_Text passage_.
--- Start ---
How do you read Tensorboard files programmatically?

Question:

How can you write a python script to read Tensorboard log files, extracting the loss and accuracy and other numerical data, without launching the GUI tensorboard --logdir=...?

Asked By: mikal94305

||

Answers:

You can use TensorBoard’s Python classes or script to extract the data:

How can I export data from TensorBoard?

If you’d like to export data to visualize elsewhere (e.g. iPython Notebook), that’s possible too. You can directly depend on the underlying classes that TensorBoard uses for loading data: python/summary/event_accumulator.py (for loading data from a single run) or python/summary/event_multiplexer.py (for loading data from multiple runs, and keeping it organized). These classes load groups of event files, discard data that was "orphaned" by TensorFlow crashes, and organize the data by tag.
--- End ---
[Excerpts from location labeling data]
--- Start ---
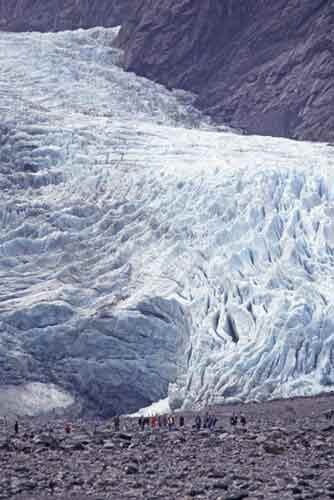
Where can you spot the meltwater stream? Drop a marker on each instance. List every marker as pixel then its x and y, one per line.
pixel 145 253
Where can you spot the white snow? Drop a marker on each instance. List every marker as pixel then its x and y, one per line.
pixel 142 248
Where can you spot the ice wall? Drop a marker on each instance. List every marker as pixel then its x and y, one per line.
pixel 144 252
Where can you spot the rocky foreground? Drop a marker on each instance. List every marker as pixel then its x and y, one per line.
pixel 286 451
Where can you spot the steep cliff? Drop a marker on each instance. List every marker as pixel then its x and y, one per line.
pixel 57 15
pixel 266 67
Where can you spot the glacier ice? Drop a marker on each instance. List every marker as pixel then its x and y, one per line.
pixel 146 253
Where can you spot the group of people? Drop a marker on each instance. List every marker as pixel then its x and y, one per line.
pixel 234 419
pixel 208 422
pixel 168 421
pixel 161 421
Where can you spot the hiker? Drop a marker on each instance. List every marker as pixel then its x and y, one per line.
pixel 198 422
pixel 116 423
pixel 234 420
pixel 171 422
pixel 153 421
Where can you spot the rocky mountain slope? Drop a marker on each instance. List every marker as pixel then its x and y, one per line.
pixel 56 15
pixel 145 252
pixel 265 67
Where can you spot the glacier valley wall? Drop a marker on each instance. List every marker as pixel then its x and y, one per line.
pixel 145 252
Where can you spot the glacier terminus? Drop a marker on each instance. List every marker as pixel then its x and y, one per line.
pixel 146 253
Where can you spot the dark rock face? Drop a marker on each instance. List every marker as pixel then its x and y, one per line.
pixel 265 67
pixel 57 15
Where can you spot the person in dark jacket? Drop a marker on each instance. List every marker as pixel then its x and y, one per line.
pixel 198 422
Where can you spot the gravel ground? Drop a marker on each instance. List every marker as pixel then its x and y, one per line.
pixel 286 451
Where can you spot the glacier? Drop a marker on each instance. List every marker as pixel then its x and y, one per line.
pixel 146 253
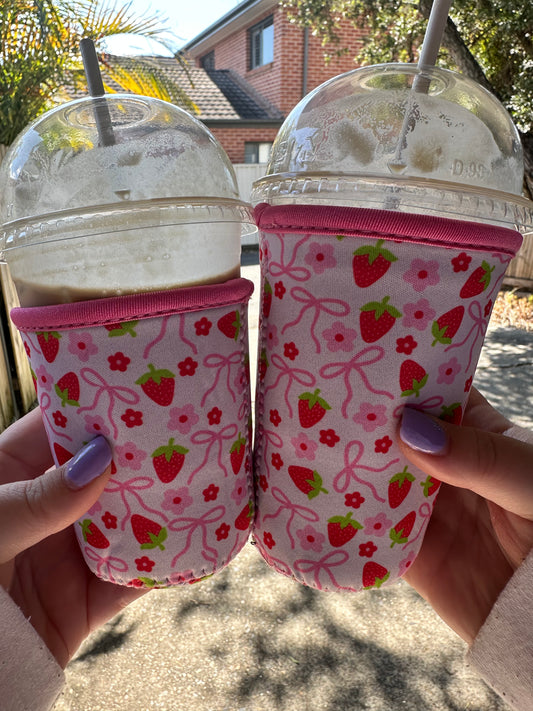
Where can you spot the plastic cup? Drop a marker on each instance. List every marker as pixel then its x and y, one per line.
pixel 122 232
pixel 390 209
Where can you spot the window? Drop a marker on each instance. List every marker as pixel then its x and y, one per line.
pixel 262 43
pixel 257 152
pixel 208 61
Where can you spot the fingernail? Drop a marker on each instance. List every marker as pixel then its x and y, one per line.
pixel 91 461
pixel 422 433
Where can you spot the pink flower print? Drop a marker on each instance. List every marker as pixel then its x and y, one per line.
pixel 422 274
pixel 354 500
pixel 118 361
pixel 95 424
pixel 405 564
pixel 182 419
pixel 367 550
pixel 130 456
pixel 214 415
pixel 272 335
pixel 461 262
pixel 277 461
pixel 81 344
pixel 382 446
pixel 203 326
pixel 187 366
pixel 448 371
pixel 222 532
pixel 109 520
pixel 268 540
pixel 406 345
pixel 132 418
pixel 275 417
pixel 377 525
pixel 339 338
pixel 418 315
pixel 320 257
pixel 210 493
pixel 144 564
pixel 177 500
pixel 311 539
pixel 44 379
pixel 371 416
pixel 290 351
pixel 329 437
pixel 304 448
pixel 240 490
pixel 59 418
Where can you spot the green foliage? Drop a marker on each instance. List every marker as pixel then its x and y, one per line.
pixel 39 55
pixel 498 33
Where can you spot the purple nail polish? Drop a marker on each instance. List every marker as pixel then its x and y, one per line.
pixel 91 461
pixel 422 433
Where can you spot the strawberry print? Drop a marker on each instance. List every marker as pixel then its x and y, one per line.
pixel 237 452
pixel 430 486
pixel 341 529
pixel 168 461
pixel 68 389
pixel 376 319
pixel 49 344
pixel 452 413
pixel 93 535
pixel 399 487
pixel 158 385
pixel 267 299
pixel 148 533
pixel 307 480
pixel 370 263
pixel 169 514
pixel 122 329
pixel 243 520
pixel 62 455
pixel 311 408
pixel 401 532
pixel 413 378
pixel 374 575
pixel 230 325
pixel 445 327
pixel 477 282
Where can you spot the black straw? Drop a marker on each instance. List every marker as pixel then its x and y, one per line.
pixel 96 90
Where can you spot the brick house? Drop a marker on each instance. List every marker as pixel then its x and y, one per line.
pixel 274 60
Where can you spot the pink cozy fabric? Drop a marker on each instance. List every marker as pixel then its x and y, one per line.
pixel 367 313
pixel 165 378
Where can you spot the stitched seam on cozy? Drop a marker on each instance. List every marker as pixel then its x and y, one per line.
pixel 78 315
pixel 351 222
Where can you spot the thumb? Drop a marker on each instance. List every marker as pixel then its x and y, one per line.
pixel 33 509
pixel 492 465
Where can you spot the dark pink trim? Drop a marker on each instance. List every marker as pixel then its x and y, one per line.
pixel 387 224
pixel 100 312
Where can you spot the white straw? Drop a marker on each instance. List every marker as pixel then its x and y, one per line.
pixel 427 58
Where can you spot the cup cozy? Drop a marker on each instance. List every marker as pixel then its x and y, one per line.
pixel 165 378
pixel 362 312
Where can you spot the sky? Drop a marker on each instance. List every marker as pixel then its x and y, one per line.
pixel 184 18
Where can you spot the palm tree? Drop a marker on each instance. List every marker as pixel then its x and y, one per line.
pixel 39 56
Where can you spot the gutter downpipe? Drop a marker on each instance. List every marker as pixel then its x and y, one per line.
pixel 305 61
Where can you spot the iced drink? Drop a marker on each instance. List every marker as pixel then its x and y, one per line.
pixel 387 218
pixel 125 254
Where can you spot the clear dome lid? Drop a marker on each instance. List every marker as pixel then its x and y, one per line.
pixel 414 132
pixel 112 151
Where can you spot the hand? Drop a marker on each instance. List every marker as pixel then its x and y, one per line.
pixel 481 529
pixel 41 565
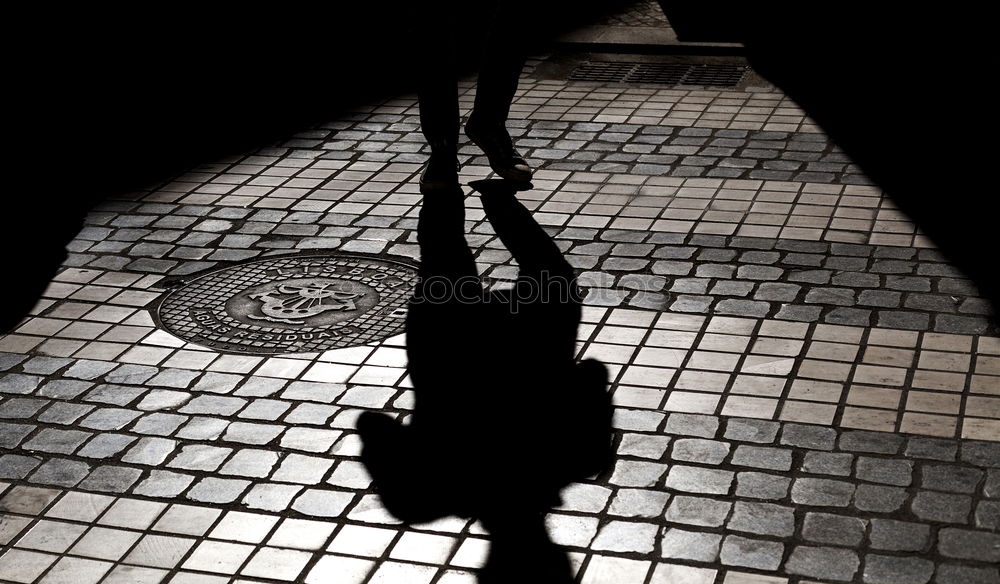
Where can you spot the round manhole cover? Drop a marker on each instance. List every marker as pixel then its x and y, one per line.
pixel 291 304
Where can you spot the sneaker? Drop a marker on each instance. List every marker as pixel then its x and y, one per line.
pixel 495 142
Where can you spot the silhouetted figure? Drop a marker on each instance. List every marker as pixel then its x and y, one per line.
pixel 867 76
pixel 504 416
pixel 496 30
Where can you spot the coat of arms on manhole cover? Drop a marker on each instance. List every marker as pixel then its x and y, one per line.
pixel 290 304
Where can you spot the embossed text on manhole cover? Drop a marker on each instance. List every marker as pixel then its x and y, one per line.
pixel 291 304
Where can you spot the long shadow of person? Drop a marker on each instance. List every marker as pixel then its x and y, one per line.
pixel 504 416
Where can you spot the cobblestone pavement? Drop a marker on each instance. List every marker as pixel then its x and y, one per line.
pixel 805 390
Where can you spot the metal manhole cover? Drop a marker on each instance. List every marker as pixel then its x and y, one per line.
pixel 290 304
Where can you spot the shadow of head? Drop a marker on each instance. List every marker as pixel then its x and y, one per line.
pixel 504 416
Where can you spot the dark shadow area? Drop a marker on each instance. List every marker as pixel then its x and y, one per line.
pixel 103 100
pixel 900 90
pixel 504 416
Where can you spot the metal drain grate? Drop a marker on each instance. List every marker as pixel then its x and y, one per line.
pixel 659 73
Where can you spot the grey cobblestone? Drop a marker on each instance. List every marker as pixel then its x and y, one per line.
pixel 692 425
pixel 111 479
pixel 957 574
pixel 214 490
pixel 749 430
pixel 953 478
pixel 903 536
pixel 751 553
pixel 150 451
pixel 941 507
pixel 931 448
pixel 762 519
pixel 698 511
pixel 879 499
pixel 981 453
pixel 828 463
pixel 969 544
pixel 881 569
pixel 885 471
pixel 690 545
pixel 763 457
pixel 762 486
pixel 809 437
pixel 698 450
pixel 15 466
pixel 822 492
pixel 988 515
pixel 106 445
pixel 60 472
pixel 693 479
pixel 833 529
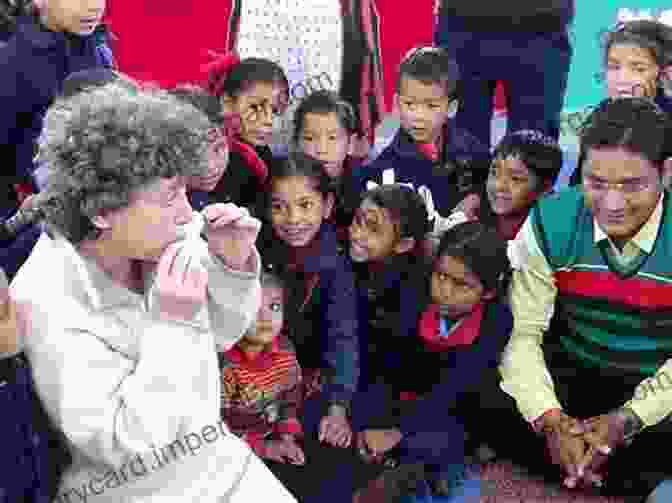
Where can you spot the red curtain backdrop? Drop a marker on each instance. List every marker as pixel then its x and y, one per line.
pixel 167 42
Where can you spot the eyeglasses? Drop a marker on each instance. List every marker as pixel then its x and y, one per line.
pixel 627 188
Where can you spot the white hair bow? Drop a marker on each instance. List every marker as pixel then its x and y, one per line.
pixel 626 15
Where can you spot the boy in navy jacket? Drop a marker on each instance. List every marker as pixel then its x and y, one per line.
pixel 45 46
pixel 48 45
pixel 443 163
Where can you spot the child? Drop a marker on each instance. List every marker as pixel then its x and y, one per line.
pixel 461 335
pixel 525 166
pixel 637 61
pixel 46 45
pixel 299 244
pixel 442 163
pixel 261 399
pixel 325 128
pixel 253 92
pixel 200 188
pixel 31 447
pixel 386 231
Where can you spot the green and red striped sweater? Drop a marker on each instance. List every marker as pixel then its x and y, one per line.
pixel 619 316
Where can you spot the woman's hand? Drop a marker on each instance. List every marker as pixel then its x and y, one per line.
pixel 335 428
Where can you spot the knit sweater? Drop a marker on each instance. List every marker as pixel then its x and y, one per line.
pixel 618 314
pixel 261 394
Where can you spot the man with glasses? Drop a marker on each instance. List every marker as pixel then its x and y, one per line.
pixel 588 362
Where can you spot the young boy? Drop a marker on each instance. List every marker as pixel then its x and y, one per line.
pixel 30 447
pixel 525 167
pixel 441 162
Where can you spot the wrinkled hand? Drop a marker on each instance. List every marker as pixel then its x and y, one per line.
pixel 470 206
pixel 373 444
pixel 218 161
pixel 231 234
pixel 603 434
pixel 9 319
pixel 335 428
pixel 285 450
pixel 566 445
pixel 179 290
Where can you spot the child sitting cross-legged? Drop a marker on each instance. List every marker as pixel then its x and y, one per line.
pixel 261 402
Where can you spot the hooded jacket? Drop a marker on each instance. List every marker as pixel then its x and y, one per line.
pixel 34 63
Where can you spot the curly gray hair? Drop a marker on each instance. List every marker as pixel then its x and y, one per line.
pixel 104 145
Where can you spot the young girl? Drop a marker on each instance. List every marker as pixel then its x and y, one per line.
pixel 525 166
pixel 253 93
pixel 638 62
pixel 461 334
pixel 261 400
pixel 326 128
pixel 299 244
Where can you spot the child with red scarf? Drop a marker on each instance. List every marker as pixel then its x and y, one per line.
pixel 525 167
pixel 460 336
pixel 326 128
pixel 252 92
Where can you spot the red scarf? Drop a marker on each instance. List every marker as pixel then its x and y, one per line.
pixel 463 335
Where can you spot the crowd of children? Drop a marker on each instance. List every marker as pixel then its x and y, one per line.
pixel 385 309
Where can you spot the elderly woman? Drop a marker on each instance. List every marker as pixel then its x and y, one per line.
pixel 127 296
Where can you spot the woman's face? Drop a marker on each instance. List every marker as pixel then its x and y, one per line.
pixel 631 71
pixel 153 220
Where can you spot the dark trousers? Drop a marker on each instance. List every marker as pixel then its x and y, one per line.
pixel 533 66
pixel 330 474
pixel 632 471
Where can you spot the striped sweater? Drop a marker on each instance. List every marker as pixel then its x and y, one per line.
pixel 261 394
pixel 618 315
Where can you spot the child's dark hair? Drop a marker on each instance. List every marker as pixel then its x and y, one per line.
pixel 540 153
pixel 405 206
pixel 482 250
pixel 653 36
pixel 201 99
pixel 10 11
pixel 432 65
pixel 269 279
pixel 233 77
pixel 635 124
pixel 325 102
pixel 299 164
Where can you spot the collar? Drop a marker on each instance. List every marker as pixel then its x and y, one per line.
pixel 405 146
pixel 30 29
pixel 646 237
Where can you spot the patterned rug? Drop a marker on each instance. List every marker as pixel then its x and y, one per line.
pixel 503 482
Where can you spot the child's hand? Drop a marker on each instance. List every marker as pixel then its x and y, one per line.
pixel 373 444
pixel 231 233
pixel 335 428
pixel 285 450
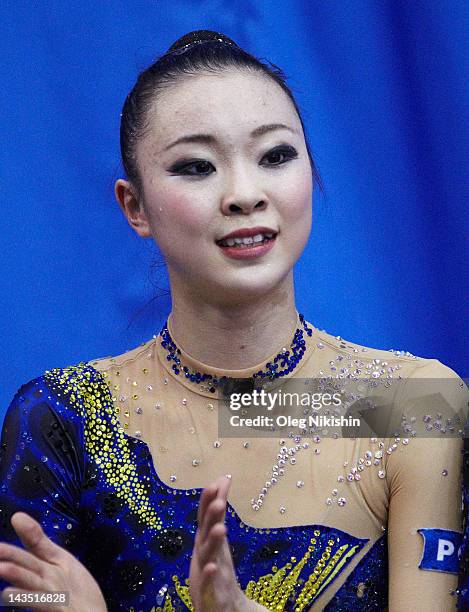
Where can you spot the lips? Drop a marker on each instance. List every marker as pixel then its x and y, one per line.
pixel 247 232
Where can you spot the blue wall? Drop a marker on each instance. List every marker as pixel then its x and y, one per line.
--- End ---
_Required task_. Edit the TensorBoard passage between "You can use" and "data by tag.", inclusive, changing "iPython Notebook" to "Jupyter Notebook". The material plays no part here.

_Written solution_.
You can use TensorBoard’s Python classes or script to extract the data:

How can I export data from TensorBoard?

If you’d like to export data to visualize elsewhere (e.g. Jupyter Notebook), that’s possible too. You can directly depend on the underlying classes that TensorBoard uses for loading data: python/summary/event_accumulator.py (for loading data from a single run) or python/summary/event_multiplexer.py (for loading data from multiple runs, and keeping it organized). These classes load groups of event files, discard data that was "orphaned" by TensorFlow crashes, and organize the data by tag.